::: Source data
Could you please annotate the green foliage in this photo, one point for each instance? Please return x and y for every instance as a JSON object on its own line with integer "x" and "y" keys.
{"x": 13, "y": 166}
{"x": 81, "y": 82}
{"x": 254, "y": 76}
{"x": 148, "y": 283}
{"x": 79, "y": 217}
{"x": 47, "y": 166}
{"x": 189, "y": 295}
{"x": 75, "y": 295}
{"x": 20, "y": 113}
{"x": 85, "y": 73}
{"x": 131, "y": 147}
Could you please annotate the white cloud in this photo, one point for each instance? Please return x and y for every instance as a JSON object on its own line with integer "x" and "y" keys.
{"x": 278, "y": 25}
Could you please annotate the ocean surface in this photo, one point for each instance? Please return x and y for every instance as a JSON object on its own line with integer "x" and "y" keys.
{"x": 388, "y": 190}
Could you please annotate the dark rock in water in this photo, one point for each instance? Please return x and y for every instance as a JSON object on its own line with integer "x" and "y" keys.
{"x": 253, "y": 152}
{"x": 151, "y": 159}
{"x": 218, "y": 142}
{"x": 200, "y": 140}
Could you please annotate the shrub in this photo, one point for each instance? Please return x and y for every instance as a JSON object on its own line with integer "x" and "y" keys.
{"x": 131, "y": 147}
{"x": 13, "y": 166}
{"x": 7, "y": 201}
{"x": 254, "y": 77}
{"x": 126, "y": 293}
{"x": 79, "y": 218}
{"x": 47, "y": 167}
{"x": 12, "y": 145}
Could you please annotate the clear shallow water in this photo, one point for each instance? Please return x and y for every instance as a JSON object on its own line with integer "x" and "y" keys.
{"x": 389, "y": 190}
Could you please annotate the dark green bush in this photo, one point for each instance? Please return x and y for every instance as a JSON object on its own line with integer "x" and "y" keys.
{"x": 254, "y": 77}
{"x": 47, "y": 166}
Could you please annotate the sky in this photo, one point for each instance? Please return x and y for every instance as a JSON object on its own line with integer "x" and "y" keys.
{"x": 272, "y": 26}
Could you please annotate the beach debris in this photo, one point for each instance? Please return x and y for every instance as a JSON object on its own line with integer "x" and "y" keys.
::::::
Retype all of the material, keeping each line exact.

### [Result of this exercise]
Could you please annotate the green foliage in this photo, one point for each instance? Please return x and y for every instance as a JSON object on its own line with integer "x" and "y" keys.
{"x": 13, "y": 166}
{"x": 81, "y": 82}
{"x": 254, "y": 76}
{"x": 148, "y": 283}
{"x": 79, "y": 217}
{"x": 47, "y": 166}
{"x": 189, "y": 295}
{"x": 75, "y": 295}
{"x": 20, "y": 113}
{"x": 85, "y": 73}
{"x": 131, "y": 147}
Could you please annotate the white cloud in this photo, one point for each instance? Please return x and y for every instance as a JSON object on its own line with integer "x" and "y" keys.
{"x": 278, "y": 25}
Could you please annotate the ocean surface in this photo, one point for each instance? Please return x and y for every instance as a JSON object on its own line with integer "x" and "y" keys.
{"x": 388, "y": 190}
Could you please annotate the dark rock in water in this photo, one point for each instance? Please return x and y for every instance as a JSON object on its own line with integer "x" and "y" keys.
{"x": 253, "y": 152}
{"x": 151, "y": 159}
{"x": 218, "y": 142}
{"x": 200, "y": 140}
Could you please annotate the shrub in this photo, one point for each instance? Please return x and y for every instance as a JSON object on its own line with integer "x" and "y" keys.
{"x": 131, "y": 147}
{"x": 13, "y": 166}
{"x": 7, "y": 201}
{"x": 254, "y": 77}
{"x": 126, "y": 293}
{"x": 79, "y": 218}
{"x": 47, "y": 167}
{"x": 12, "y": 145}
Could you please annotate the clear shallow water in this photo, one point for each instance? Please return x and y for every instance as a JSON object on its own line with integer "x" and "y" keys.
{"x": 389, "y": 190}
Could you please annotate the dark green bush in this photo, one point for each instance? Please return x and y for every instance as a JSON object on its own line with integer "x" and "y" keys.
{"x": 254, "y": 77}
{"x": 47, "y": 166}
Could you please annotate the sky in this photo, one point for each instance? Please return x and y for every instance as a JSON object on its own line with integer "x" and "y" keys.
{"x": 272, "y": 26}
Could you please annotate the beach debris in this photo, one point for each instance? Please return x and y for every instance as a JSON object on its own line with integer "x" and "y" keys.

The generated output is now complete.